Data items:
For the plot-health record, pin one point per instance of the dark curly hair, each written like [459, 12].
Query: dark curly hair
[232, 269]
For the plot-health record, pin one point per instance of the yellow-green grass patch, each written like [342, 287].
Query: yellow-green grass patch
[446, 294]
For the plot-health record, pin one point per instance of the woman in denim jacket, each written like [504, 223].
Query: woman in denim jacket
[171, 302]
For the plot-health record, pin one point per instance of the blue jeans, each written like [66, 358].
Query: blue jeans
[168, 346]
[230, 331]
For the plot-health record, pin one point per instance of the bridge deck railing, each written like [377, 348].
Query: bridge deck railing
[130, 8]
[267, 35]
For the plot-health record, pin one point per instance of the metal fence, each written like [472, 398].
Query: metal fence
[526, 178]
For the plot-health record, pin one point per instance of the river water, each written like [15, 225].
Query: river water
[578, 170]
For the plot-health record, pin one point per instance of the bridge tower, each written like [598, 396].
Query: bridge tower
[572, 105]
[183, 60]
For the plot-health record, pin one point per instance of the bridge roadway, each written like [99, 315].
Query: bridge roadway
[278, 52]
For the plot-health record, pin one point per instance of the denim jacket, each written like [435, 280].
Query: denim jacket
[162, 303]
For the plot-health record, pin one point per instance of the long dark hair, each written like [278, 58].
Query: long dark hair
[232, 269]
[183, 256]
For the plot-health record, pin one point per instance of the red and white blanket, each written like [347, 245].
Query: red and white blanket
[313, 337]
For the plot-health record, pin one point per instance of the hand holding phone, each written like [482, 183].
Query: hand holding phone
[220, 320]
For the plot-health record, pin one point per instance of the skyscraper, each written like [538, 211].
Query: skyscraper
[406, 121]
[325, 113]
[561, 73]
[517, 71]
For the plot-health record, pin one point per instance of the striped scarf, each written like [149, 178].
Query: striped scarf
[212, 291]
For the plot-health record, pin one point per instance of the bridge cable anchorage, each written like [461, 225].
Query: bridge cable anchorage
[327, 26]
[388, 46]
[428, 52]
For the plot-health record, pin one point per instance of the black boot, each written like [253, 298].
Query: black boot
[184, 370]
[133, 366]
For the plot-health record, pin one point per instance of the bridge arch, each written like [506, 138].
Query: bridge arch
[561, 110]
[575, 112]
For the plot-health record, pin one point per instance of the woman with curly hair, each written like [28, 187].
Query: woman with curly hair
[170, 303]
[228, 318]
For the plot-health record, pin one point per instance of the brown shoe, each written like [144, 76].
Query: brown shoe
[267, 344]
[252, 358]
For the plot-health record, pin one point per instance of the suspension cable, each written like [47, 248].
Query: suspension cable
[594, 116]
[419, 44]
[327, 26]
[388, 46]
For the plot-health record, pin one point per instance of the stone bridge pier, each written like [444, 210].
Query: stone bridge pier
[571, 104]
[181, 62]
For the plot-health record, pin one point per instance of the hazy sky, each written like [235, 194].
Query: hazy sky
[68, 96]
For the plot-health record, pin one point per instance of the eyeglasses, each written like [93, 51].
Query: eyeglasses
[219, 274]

EXERCISE INSTRUCTIONS:
Copy the records from the line containing "like [444, 210]." through the end of the records, inclusive, changing "hazy sky" to "overcast sky" and leaving everything else unchanged.

EXERCISE SOLUTION:
For the plot-health record, pin one point per instance of the stone bridge pier, each written like [444, 210].
Query: stone bridge pier
[571, 104]
[181, 62]
For the plot-health record, pin one point per instance of the overcast sky, each written like [235, 194].
Query: overcast sky
[68, 96]
For the plot-health record, pin one point per instance of the eyeglasses, each written like [93, 51].
Query: eyeglasses
[219, 274]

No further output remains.